本文:
"""

「自分のせいで、子どもを病気にさせたことが苦しかった」
と、妊娠中に寄生虫のトキソプラズマに感染した女性の言葉です。
感染を知らされた時、治療に使う薬は、患者数が少ない事などから、日本では承認されていなかった。
薬は患者が自費でスイスから個人輸入する必要があったのです。
生まれた子供が1歳になるまで飲む抗菌薬は、日本では未承認。
その為、個人輸入していたと言う。
入手に掛かる費用は計数十万円に上り、女性は理不尽さを痛感していた──。ここまで朝日新聞デジタル2016年11月6日06時00分より引用抜粋 http://www.asahi.com/articles/SDI201611041710.html
───製薬企業が、年間症例の少ない薬剤の開発に消極だったのは、止むを得ないかもしれない。
しかしここ数年でその意識も変わりつつあるように思います…。
サノフィ株式会社(本社:東京都新宿区)は10月5日、胎児における先天性トキソプラズマ症の発症抑制剤として開発中の「スピラマイシン」について、厚生労働省に製造販売承認申請を行ったと発表しました。
国内に於いて、適応外ではあるがアセチルスピラマイシンが標準的に治療に用いられている。
アセチルスピラマイシンは、スピラマイシンの70%の投与量で同等の血中濃度が得られる。
血漿中濃度はアセチルスピラマイシンが1,189μg・min/mL、スピラマイシンが833μg・min/mL)
しかし現在、国内ではトキソプラズマが適応症となっていない。保険適応外薬である。
「スピラマイシン」は海外に於いて、妊婦のトキソプラズマ感染症の効能・効果で承認。

"""

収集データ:

"""

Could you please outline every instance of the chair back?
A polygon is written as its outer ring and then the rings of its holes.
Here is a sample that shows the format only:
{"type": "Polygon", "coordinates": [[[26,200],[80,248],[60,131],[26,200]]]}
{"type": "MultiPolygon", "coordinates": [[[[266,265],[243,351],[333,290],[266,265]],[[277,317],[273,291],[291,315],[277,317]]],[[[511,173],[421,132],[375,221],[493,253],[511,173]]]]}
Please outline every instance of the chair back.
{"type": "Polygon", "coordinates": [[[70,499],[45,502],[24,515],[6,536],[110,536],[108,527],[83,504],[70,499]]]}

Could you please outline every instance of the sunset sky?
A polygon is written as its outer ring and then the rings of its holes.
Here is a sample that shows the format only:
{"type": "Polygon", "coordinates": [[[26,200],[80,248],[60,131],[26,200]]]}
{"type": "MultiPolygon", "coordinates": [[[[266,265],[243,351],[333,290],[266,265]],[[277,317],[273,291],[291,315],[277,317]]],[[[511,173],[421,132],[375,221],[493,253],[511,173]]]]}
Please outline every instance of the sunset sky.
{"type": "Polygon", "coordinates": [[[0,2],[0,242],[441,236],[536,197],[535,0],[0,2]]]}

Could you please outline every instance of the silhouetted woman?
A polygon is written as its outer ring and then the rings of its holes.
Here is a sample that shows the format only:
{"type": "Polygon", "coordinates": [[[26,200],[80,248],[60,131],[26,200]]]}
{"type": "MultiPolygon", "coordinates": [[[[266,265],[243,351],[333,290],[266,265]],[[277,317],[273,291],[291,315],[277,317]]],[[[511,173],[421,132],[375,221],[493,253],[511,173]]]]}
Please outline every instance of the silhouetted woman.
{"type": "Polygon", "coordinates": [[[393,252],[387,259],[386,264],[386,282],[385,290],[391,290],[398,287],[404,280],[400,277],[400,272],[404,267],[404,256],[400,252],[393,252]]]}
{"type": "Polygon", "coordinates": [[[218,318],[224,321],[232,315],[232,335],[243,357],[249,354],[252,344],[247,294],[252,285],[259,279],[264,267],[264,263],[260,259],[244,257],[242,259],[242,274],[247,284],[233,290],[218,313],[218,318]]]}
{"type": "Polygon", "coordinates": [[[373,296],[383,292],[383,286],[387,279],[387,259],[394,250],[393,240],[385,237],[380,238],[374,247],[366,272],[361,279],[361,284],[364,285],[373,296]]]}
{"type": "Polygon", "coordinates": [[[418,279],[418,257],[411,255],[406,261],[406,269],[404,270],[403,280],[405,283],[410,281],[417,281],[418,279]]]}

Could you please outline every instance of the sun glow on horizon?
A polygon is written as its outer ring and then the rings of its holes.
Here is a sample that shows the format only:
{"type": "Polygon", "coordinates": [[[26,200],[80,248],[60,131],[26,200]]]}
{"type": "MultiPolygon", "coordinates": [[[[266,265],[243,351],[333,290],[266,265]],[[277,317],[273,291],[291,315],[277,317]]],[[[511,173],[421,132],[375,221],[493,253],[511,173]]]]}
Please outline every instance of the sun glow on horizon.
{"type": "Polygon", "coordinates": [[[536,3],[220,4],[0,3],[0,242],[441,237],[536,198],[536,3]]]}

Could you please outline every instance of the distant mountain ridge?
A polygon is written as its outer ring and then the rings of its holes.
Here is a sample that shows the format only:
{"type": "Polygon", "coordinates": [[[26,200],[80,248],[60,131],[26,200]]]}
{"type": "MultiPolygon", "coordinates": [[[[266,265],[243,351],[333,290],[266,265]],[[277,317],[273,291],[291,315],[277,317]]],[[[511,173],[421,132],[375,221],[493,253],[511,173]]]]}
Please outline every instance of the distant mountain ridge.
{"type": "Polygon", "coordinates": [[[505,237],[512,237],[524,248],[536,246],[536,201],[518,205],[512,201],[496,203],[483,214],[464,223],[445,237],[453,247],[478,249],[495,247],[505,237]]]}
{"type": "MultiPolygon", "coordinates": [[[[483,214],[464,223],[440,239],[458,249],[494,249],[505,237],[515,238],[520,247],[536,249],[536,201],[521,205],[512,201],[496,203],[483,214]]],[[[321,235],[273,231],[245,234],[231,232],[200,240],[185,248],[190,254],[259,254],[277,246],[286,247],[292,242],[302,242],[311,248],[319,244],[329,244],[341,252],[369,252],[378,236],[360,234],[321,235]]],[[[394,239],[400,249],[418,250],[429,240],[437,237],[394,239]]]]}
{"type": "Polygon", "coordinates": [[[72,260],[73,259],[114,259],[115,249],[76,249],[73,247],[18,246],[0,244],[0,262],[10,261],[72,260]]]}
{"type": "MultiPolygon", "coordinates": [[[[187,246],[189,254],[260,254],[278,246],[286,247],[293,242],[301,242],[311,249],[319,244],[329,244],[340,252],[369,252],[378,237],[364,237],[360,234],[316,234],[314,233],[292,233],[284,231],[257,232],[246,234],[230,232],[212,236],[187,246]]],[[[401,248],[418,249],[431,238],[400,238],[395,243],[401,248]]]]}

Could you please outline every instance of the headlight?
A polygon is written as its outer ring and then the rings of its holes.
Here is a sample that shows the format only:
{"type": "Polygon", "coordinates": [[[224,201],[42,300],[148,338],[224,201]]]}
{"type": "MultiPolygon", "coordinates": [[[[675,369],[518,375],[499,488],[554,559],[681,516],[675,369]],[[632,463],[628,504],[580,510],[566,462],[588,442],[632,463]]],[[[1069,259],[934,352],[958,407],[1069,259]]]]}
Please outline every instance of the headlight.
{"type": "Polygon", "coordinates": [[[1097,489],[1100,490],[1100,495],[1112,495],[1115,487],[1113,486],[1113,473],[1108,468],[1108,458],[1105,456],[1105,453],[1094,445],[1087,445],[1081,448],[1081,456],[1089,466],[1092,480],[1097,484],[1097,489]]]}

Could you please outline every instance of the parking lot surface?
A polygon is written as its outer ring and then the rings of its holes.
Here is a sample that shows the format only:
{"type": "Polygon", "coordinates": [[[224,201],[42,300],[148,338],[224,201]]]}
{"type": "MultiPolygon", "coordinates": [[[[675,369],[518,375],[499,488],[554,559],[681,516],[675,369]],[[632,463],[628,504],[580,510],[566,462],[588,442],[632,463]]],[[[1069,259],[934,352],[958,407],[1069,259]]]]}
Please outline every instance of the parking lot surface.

"""

課題 1:
トキソプラズマ治療薬についての本文を読み、次の問いに答えること。
(a) 治療に使う薬は、患者が自費でどこの国から個人輸入する必要があったか。
(b) サノフィ株式会社が「スピラマイシン」の製造販売承認申請を行ったと発表したのは何月何日か。
(c) アセチルスピラマイシンは、スピラマイシンの何%の投与量で同等の血中濃度が得られるか。
課題 2: トキソプラズマ治療薬についての本文を、最後の一文の後から書き継ぐこと。

解答 1:
(a) スイス
(b) 10月5日
(c) 70%

解答 2:
国内申請された、妊娠中のトキソプラズマ初感染が否定できない場合、胎児への感染を防ぐ目的で、
「スピラマイシン」として1日量6,000,000~9,000,000国際単位(UI)を、
1日2~4回に分けて経口投与する。
トキソプラズマ症(toxoplasmosis)は、加熱不十分な食肉、飼い猫のトイレ掃除、園芸、砂場遊び、又は洗浄不十分な野菜や果物を介して、トキソプラズマ原虫(Toxoplasma gondii)が、口から体内に入り発症する事があります。空気感染、経皮感染はしません。
通常、健康な成人、又は小児がトキソプラズマ症(後天性トキソプラズマ症)に感染しても、殆どの場合、免疫系の働きにより症状はありませんが、約1割(10%)に風邪のような症状が出現し、やがて数週間で回復します。
しかし、妊婦が初めてトキソプラズマに感染した場合に、トキソプラズマが胎盤を通過して胎児にも感染する『先天性トキソプラズマ症』では、死産、及び流産だけでなく、胎児に水頭症、精神・運動機能障害や視力障害等の重篤な症状をもたらす事があります。
「先天性トキソプラズマ症」での胎児感染のリスクは、母体が感染した時期によって異なり、妊娠初期の感染では、胎児感染率は低いものの症状は重度となります。
妊娠経過に伴い胎児感染率は増加し、妊娠末期では60~70%に達しますが、症状は軽度となります(羊水中の先天性トキソプラズマ症の出生前診断1994-Hohlfeld P, Daffos F, Costa JM、及びトキソプラズマ症感染の為の妊娠中絶1994-Berrebi A, Kobuch WE, Bessieres MHより)。
国内では、先天性トキソプラズマ症の発生数に関する疫学的データはありませんが、出生10,000人当たり1.26人(出生数は年間130~1300人と推計)との推計値が報告されています(小児慢性特定疾病情報センター)。
海外ではスピラマイシンが、妊婦のトキソプラズマ症に対し、胎児への感染を減らし、重症度を軽減する事が示されている事から、標準的な治療薬として推奨されています。
しかし日本国内では、現在トキソプラズマ症を適応症として承認されている薬剤はありません。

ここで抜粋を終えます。